Pukul 14. 40 Wita dua orang Meo tiba. Seperti lainya membawa pinang dan bambu berisikan air yang diambil dari tujuh lokasi sumber mata air keramat di Oeleu-Suspin, Oelnitep, Tailneon, Naisleu (Belakang Masjid Kodim), Nisani (Benpasi), Tasi (Maumolo), dan Son Oel -Inbate. Air itu akan dimasukkan ke dalam periuk tanah di Tola Feotnaij (rumah adat).
"Saat curah hujan tak menentu, dengan air itu akan dilakukan upacara adat untuk turunkan hujan dan sebagai bahan percikan air berkat untuk para pembawa Maus (Para masyarakat yang membawa padi dan jagung)," jelas Yohanes Sanak.
Bambu dan pinang langsung ditaruh pada sebatang kayu bercabang tiga yang ditancapkan dalam tanah di depan Sonaf. Bagian bawah kayu yang disebut Haumonef itu dikelilingi tumpukan batu yang diatur rapi mengelilingi tiang pohon. Cabang kayu yang di tengah ukurannya lebih tinggi daripada dua cabang lainnya. Posisinya di bagian timur menghadap ke arat barat. Di antara ketiga cabang, diletakkan sebuah batu berbentuk lempeng sebagai tempat persembahan darah hewan kurban.
Upacara Tama Maus
Sesepuh Sonaf Bikomi Maslete, Baltasar Sanak, didampingi penerjemah Bahasa Dawan, Yohanes Sanak mengatakan, setelah satu minggu perjalanan para Tobe dan Meo mengelilingi wilayah Kerajaan Bikomi dan kembali ke Sonaf Bikomi Maslete akan dilanjutkan upacara Tama Maus.
Upacara tersebut, jelas Sanak, dilaksanakan setiap tahun sebagai ungkapan syukur dan terima kasih masyarakat kepada Uis Neno atas hasil panen yang diperoleh. Upacara ini juga untuk memohon berkat-Nya agar musim tanam berikutnya memberikan hasil berlimpah. "Nanti harta yang dipersembahkan masyarakat berupa jagung sebanyak tujuh bulir per kepala keluarga atau padi sebanyak tujuh tanasak. Hanya tujuh, tidak boleh lebih dan tidak boleh kurang," katta Baltasar, dibenarkan Yohanes Sanak.

- [Data Catatan]:
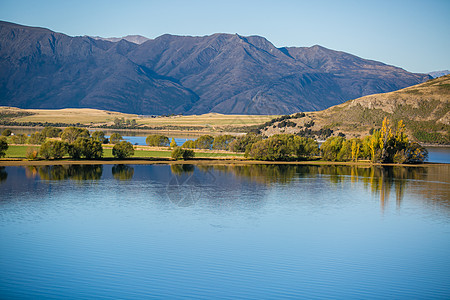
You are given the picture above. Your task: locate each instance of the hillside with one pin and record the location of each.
(425, 109)
(212, 123)
(223, 73)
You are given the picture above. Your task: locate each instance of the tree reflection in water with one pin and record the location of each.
(3, 174)
(64, 172)
(184, 188)
(380, 180)
(122, 172)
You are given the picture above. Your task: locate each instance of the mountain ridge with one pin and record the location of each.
(224, 73)
(424, 108)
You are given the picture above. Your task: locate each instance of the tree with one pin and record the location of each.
(157, 140)
(115, 138)
(204, 142)
(3, 146)
(180, 153)
(244, 143)
(50, 132)
(122, 172)
(331, 148)
(188, 144)
(36, 138)
(19, 139)
(283, 147)
(71, 134)
(123, 150)
(415, 153)
(53, 149)
(173, 144)
(6, 132)
(222, 142)
(99, 136)
(88, 148)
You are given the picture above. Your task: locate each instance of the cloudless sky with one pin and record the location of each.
(412, 34)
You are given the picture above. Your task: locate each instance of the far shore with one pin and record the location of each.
(205, 161)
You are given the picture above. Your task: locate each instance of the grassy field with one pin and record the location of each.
(20, 151)
(94, 117)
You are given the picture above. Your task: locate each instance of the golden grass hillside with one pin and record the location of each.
(211, 122)
(424, 108)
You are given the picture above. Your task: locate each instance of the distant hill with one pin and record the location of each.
(437, 74)
(224, 73)
(424, 108)
(136, 39)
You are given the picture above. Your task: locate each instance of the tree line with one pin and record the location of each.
(77, 143)
(389, 144)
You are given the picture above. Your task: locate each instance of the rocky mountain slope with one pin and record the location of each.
(424, 108)
(221, 73)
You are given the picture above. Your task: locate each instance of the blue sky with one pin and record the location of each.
(414, 35)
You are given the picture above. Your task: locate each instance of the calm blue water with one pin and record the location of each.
(256, 232)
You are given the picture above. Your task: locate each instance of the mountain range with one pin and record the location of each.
(224, 73)
(423, 108)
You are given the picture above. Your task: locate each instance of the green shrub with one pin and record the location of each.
(71, 134)
(3, 147)
(32, 153)
(6, 132)
(88, 148)
(123, 150)
(19, 139)
(204, 142)
(180, 153)
(115, 138)
(188, 144)
(50, 132)
(53, 149)
(222, 142)
(36, 138)
(100, 136)
(157, 140)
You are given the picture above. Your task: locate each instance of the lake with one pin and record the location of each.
(224, 232)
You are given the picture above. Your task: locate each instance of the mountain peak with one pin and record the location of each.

- [Tujuan Tugas]:
1) Menurut teks tentang upacara Tama Maus, berapa bulir jagung yang dipersembahkan setiap kepala keluarga?
2) Tuliskan lagi bagian teks tentang upacara Tama Maus mulai dari "Bambu dan pinang" sampai dengan "upacara Tama Maus.", tetapi tukar "Haumonef" dengan "Tiang Kurban".

- [Kunci Jawaban]:
1) Tujuh bulir jagung per kepala keluarga.

2)
Bambu dan pinang langsung ditaruh pada sebatang kayu bercabang tiga yang ditancapkan dalam tanah di depan Sonaf. Bagian bawah kayu yang disebut Tiang Kurban itu dikelilingi tumpukan batu yang diatur rapi mengelilingi tiang pohon. Cabang kayu yang di tengah ukurannya lebih tinggi daripada dua cabang lainnya. Posisinya di bagian timur menghadap ke arat barat. Di antara ketiga cabang, diletakkan sebuah batu berbentuk lempeng sebagai tempat persembahan darah hewan kurban.
Upacara Tama Maus
Sesepuh Sonaf Bikomi Maslete, Baltasar Sanak, didampingi penerjemah Bahasa Dawan, Yohanes Sanak mengatakan, setelah satu minggu perjalanan para Tobe dan Meo mengelilingi wilayah Kerajaan Bikomi dan kembali ke Sonaf Bikomi Maslete akan dilanjutkan upacara Tama Maus.